Source records
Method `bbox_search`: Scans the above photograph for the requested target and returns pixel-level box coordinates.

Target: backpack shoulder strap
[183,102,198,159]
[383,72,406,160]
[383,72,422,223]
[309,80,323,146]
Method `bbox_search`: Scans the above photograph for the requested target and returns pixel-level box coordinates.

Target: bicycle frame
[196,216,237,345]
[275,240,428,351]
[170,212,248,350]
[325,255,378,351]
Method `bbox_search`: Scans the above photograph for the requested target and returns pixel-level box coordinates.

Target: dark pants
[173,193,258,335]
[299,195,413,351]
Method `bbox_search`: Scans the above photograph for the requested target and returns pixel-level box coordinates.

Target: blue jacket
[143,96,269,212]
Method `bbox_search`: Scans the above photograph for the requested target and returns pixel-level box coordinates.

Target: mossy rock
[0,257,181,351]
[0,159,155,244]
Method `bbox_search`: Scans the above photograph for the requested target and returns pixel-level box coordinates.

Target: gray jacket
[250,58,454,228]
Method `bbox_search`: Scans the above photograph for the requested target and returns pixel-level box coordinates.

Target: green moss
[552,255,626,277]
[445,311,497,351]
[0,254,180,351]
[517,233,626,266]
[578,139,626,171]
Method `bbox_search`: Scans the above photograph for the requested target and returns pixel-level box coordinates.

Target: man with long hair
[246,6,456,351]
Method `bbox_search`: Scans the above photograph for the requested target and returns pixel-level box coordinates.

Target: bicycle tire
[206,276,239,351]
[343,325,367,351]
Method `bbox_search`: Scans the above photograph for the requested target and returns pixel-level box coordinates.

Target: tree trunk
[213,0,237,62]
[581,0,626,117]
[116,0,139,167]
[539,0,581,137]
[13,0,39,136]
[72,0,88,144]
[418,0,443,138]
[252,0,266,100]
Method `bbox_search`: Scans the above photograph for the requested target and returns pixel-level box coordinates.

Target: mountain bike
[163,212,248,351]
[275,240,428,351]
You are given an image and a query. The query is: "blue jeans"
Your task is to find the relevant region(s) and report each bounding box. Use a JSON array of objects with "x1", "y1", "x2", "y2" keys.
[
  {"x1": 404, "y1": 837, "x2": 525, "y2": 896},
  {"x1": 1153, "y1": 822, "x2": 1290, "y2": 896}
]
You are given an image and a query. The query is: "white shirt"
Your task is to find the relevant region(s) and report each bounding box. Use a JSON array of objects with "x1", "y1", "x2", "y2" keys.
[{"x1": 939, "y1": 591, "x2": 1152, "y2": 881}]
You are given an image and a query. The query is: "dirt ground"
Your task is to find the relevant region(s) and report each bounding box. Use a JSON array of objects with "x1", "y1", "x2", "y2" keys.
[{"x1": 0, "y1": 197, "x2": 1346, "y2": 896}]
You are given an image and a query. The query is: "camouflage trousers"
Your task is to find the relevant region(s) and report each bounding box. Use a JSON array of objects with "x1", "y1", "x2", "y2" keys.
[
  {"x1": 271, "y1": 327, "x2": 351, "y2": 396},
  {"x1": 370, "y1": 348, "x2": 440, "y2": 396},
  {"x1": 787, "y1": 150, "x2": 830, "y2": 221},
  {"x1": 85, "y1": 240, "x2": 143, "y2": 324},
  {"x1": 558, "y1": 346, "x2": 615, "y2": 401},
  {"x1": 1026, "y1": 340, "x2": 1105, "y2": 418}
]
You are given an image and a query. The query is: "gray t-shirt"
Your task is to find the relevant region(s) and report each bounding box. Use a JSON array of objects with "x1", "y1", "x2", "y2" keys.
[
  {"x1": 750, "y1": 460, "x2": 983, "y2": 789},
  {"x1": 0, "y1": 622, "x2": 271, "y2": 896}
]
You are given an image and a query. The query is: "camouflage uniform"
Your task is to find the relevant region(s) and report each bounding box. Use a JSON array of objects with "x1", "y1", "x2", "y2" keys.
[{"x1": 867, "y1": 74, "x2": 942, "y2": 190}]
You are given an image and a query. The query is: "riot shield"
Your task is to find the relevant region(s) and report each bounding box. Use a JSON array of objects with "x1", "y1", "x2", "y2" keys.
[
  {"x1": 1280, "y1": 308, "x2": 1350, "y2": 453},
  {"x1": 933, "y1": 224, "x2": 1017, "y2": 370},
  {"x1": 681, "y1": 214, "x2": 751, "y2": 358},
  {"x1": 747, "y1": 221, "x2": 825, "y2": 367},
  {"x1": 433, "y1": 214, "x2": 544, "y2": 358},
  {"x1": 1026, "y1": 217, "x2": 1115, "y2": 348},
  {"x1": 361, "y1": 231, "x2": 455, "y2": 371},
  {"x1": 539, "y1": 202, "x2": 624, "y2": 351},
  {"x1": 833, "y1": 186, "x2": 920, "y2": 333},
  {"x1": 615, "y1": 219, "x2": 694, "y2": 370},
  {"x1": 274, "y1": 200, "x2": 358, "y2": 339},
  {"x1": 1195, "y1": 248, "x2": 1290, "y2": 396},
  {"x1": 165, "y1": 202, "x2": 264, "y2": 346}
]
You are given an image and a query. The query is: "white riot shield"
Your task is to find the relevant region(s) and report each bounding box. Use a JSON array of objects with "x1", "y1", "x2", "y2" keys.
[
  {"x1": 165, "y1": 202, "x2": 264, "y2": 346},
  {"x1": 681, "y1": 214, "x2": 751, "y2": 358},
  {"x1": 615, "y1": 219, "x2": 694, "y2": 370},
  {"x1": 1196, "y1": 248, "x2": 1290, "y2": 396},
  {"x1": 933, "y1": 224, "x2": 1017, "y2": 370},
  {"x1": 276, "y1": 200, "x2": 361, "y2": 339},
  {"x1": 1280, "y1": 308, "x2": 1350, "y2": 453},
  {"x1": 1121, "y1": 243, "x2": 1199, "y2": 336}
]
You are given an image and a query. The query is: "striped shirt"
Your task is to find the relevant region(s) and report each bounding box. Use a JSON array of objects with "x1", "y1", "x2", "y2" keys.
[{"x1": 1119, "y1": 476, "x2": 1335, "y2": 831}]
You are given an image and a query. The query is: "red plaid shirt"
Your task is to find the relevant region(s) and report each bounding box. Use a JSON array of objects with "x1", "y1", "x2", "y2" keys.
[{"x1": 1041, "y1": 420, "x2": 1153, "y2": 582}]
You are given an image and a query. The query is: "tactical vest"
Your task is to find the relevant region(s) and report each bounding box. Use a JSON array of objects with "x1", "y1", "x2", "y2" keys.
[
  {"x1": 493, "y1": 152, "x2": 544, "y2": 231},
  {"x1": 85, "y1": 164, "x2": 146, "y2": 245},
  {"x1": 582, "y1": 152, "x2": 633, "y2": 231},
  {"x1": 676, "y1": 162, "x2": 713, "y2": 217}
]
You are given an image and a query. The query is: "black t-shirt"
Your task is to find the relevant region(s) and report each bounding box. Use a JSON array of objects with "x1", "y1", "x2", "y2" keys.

Problem to work on
Write out the lines without any change, beginning with the first line of the records and ending after the line that contains "[578,139,626,171]".

Output for this task
Method `bbox_search`: Scans the above photograph for the requested target and returns pixel-level box coordinates.

Target: backpack shoulder strap
[183,102,198,159]
[383,72,406,160]
[383,72,422,223]
[309,80,323,146]
Method `bbox_search`: Scans the above photograph for the requested target and returns pixel-level box coordinates.

Target: bicycle frame
[196,216,237,345]
[275,240,428,351]
[170,212,248,350]
[325,255,378,351]
Method `bbox_search`: Scans the above photograph for the requested target and returns pixel-level box coordinates.

Target: dark pants
[173,193,258,335]
[299,195,413,351]
Method `bbox_search`: Scans the above photograph for the requested target and returns pixel-level box coordinates.

Target: blue jacket
[143,96,269,212]
Method `bbox_search`: Scans the above photograph for the requested target and returns pixel-level box coordinates.

Target: mossy rock
[0,257,181,351]
[0,159,155,244]
Method `bbox_search`: Scans the above photograph for the requested target and returns pixel-level box coordinates.

Target: gray jacket
[250,58,454,228]
Method `bbox_search`: Scans the above photograph for the requested target and returns pixel-level box coordinates.

Target: green moss
[552,255,626,277]
[445,311,497,351]
[0,254,180,351]
[517,233,626,266]
[578,139,626,171]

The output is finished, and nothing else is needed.